— Start Data for this task —
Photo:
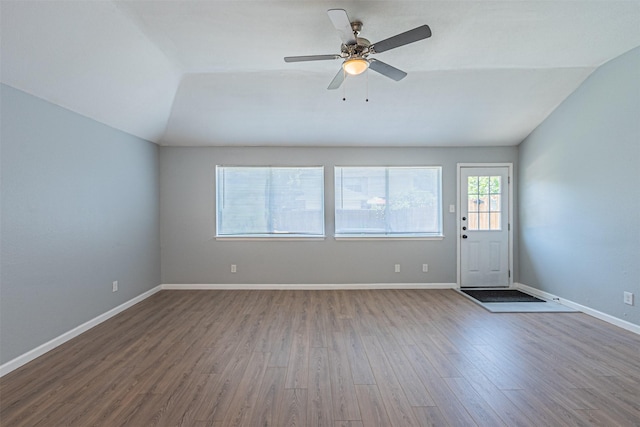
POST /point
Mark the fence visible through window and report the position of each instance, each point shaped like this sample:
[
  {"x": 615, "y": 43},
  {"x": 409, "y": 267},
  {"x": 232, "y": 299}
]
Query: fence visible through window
[{"x": 484, "y": 202}]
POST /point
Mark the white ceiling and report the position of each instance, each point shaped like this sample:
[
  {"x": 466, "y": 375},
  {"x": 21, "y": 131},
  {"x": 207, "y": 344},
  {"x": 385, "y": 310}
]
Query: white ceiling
[{"x": 212, "y": 72}]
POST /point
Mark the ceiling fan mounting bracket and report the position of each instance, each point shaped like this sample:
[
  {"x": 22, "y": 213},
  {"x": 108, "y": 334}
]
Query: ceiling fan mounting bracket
[
  {"x": 356, "y": 26},
  {"x": 355, "y": 51}
]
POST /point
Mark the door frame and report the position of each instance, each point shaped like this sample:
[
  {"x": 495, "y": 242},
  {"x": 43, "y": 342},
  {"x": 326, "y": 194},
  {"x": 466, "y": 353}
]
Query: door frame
[{"x": 511, "y": 185}]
— End Data for this task —
Write out every line of the records above again, requests included, raising each x and y coordinate in the answers by 125 and leaving the requests and their sample points unchanged. Leave the pictures out.

Photo:
POST /point
Mark the fence visible through window and report the position of each instance, each point shaped like this sample:
[
  {"x": 615, "y": 43},
  {"x": 409, "y": 267},
  {"x": 232, "y": 299}
]
Query: fence visible through window
[{"x": 609, "y": 327}]
POST /point
Mark the white ceiling and report the position of each instance, each point shaped like this sample:
[
  {"x": 466, "y": 375},
  {"x": 21, "y": 131},
  {"x": 207, "y": 344},
  {"x": 385, "y": 310}
]
Query: white ceiling
[{"x": 337, "y": 197}]
POST /point
Mark the ceiling fan mounting bracket and report the position of each instance, each point shaped like this sample:
[
  {"x": 22, "y": 213},
  {"x": 108, "y": 334}
]
Query: ceiling fan mounting bracket
[
  {"x": 481, "y": 151},
  {"x": 480, "y": 176}
]
POST /point
Mark the door frame and report the position of each instance, each point shaped like this sample:
[
  {"x": 495, "y": 242},
  {"x": 43, "y": 342},
  {"x": 326, "y": 194},
  {"x": 466, "y": 353}
]
Query: door frame
[{"x": 636, "y": 310}]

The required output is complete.